Information given:
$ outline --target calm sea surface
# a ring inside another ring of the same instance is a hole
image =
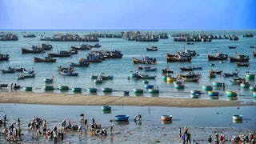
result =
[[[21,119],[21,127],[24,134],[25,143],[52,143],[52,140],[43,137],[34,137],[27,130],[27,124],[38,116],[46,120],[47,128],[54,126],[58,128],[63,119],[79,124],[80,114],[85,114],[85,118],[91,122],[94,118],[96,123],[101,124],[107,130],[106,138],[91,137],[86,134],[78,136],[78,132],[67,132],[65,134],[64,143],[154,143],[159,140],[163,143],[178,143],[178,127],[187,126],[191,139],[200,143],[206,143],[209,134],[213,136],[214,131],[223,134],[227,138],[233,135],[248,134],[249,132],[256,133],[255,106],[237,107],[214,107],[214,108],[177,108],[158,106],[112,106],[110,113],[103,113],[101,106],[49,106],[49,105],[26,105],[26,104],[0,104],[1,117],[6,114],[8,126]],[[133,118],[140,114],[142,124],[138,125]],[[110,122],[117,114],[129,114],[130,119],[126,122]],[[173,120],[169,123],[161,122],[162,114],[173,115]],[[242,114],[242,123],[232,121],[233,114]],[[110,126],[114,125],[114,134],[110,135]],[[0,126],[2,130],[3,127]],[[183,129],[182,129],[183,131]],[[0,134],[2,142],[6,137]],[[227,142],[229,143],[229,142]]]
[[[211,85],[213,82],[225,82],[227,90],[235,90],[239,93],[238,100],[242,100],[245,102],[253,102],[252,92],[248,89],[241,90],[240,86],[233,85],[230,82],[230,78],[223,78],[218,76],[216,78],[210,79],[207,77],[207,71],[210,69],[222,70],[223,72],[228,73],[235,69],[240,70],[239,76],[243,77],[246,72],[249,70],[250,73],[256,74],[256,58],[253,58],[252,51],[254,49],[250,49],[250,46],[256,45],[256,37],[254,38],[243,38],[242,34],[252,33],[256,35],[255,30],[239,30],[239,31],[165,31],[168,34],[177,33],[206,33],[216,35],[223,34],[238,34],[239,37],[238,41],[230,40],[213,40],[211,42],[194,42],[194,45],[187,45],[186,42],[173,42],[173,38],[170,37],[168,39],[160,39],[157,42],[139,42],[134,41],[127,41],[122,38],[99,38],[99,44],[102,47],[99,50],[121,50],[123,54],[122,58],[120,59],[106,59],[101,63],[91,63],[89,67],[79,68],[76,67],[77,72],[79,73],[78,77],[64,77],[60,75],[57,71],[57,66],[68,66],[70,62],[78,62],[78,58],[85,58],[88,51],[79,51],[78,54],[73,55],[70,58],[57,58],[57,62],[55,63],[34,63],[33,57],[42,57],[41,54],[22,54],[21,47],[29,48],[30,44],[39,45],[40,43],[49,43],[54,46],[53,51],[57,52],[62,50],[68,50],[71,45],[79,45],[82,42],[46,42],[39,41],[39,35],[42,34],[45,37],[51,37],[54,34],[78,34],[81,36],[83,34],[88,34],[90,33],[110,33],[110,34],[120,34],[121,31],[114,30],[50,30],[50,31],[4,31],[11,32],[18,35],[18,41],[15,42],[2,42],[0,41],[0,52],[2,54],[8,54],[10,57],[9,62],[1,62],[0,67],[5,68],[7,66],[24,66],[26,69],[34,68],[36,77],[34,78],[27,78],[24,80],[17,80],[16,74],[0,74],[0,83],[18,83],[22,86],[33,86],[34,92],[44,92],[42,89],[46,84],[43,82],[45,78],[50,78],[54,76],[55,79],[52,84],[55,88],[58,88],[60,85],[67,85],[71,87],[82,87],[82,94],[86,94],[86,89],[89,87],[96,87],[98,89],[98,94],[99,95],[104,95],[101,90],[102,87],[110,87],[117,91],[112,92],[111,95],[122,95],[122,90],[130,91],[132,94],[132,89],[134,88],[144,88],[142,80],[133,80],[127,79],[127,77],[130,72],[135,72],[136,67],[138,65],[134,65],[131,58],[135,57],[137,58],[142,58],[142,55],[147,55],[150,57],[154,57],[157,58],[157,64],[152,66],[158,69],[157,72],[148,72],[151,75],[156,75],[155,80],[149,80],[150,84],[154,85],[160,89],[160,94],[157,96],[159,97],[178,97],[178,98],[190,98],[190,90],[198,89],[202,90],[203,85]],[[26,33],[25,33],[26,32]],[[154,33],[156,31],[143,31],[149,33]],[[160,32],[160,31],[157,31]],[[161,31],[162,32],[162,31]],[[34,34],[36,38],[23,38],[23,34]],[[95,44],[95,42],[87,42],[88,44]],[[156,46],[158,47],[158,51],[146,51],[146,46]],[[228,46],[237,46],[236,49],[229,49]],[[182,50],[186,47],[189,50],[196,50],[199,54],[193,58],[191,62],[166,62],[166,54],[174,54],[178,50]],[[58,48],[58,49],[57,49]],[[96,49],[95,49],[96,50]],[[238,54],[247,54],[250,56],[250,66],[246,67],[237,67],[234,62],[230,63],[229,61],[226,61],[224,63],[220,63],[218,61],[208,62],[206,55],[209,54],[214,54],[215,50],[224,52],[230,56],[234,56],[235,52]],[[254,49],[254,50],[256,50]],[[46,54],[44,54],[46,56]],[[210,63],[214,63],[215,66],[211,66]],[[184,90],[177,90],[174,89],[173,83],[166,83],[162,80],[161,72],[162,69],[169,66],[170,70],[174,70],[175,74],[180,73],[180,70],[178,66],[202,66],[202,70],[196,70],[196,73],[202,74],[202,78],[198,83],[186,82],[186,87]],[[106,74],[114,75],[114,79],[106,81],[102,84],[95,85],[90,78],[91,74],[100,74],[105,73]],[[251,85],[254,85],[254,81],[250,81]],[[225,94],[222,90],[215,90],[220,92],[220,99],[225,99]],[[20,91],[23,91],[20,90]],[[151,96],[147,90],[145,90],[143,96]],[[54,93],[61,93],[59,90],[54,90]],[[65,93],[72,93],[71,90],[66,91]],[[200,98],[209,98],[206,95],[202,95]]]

Stated problem:
Quote the material in full and exactly; do not carry over its pictures.

Task result:
$ outline --target calm sea surface
# a ring inside another ring of the same instance is a hole
image =
result =
[[[21,119],[21,127],[24,134],[25,143],[52,143],[52,140],[43,137],[34,137],[27,130],[27,124],[38,116],[46,120],[47,128],[54,126],[58,128],[63,119],[79,124],[80,114],[85,114],[85,118],[91,122],[94,118],[96,123],[101,124],[107,130],[106,138],[91,137],[86,134],[78,136],[78,132],[67,132],[65,134],[64,143],[154,143],[159,140],[163,143],[178,143],[178,127],[187,126],[191,139],[200,143],[206,143],[209,134],[213,136],[214,131],[223,134],[227,138],[233,135],[248,134],[249,132],[256,133],[255,106],[237,107],[214,107],[214,108],[177,108],[158,106],[112,106],[110,113],[103,113],[101,106],[49,106],[49,105],[26,105],[26,104],[0,104],[1,117],[6,114],[8,126]],[[133,118],[140,114],[142,124],[138,125]],[[110,122],[117,114],[129,114],[130,119],[126,122]],[[173,120],[169,123],[161,122],[162,114],[173,115]],[[242,114],[242,123],[232,121],[233,114]],[[110,126],[114,125],[114,134],[110,135]],[[0,126],[2,130],[3,127]],[[183,129],[182,129],[183,131]],[[0,134],[2,142],[6,137]],[[227,142],[229,143],[229,142]]]
[[[211,85],[213,82],[225,82],[227,90],[235,90],[239,93],[238,100],[242,100],[245,102],[253,102],[252,92],[248,89],[241,90],[240,86],[233,85],[230,82],[230,78],[223,78],[218,76],[216,78],[210,79],[207,77],[207,71],[210,69],[222,70],[223,72],[228,73],[235,69],[240,70],[239,76],[243,77],[246,72],[249,70],[250,73],[256,74],[256,58],[253,58],[252,51],[254,49],[250,49],[250,46],[256,45],[256,37],[254,38],[243,38],[242,34],[252,33],[256,35],[255,30],[239,30],[239,31],[165,31],[168,34],[177,33],[206,33],[216,35],[223,34],[238,34],[239,37],[238,41],[230,40],[213,40],[211,42],[194,42],[194,45],[187,45],[186,42],[173,42],[173,38],[170,37],[168,39],[160,39],[157,42],[139,42],[134,41],[127,41],[122,38],[99,38],[99,44],[102,47],[99,50],[121,50],[123,54],[122,58],[120,59],[106,59],[101,63],[91,63],[89,67],[79,68],[76,67],[77,72],[79,73],[78,77],[64,77],[60,75],[57,71],[57,66],[68,66],[70,62],[78,62],[78,58],[85,58],[88,51],[79,51],[78,54],[73,55],[70,58],[57,58],[57,62],[55,63],[34,63],[33,57],[42,57],[41,54],[22,54],[21,47],[29,48],[30,44],[39,45],[40,43],[49,43],[54,46],[53,51],[57,52],[62,50],[68,50],[71,45],[79,45],[82,42],[46,42],[39,41],[39,35],[42,34],[45,37],[51,37],[54,34],[78,34],[81,36],[83,34],[88,34],[90,33],[110,33],[110,34],[120,34],[121,31],[114,30],[50,30],[50,31],[4,31],[11,32],[18,35],[18,41],[15,42],[2,42],[0,41],[0,52],[2,54],[8,54],[10,57],[9,62],[1,62],[0,67],[5,68],[7,66],[24,66],[26,69],[34,68],[36,77],[34,78],[27,78],[24,80],[17,80],[16,74],[0,74],[0,83],[18,83],[22,86],[33,86],[34,92],[44,92],[42,89],[46,84],[43,82],[45,78],[50,78],[54,76],[55,79],[52,84],[55,88],[58,88],[60,85],[67,85],[71,87],[82,87],[82,94],[86,94],[86,89],[89,87],[96,87],[98,89],[98,94],[99,95],[104,95],[101,90],[102,87],[110,87],[117,91],[112,92],[111,95],[122,95],[122,90],[130,91],[132,94],[132,89],[134,88],[144,88],[142,80],[133,80],[127,79],[127,77],[130,72],[135,72],[136,67],[138,65],[134,65],[131,58],[135,57],[137,58],[142,58],[142,55],[147,55],[150,57],[154,57],[157,58],[157,64],[152,66],[158,69],[157,72],[148,72],[151,75],[156,75],[155,80],[149,80],[150,84],[154,85],[160,89],[160,94],[157,96],[159,97],[178,97],[178,98],[190,98],[190,90],[198,89],[202,90],[203,85]],[[26,33],[25,33],[26,32]],[[154,33],[156,31],[143,31],[149,33]],[[160,32],[160,31],[157,31]],[[161,31],[162,32],[162,31]],[[34,34],[36,38],[23,38],[23,34]],[[95,44],[95,42],[87,42],[88,44]],[[156,46],[158,47],[158,51],[146,51],[146,46]],[[228,46],[237,46],[236,49],[229,49]],[[182,50],[186,47],[189,50],[196,50],[199,54],[193,58],[191,62],[166,62],[166,54],[174,54],[178,50]],[[58,48],[58,49],[57,49]],[[96,49],[95,49],[96,50]],[[238,54],[247,54],[250,56],[250,66],[246,67],[237,67],[234,62],[230,63],[229,61],[226,61],[224,63],[220,63],[218,61],[208,62],[206,55],[209,54],[214,54],[215,50],[224,52],[230,56],[234,56],[235,52]],[[254,49],[254,50],[256,50]],[[46,54],[44,54],[46,56]],[[210,63],[214,63],[215,66],[211,66]],[[184,90],[177,90],[174,89],[173,83],[166,83],[162,80],[161,72],[162,69],[169,66],[170,70],[174,70],[175,74],[180,73],[180,70],[178,66],[202,66],[202,70],[196,70],[196,73],[202,74],[202,78],[198,83],[186,82],[186,87]],[[106,74],[114,75],[114,79],[106,81],[102,84],[95,85],[90,78],[91,74],[100,74],[105,73]],[[251,85],[254,85],[254,81],[250,81]],[[225,94],[222,90],[215,90],[220,92],[220,99],[225,99]],[[20,91],[23,91],[20,90]],[[151,96],[147,90],[145,90],[143,96]],[[54,93],[61,93],[59,90],[54,90]],[[65,93],[72,93],[71,90],[66,91]],[[200,98],[209,98],[206,95],[202,95]]]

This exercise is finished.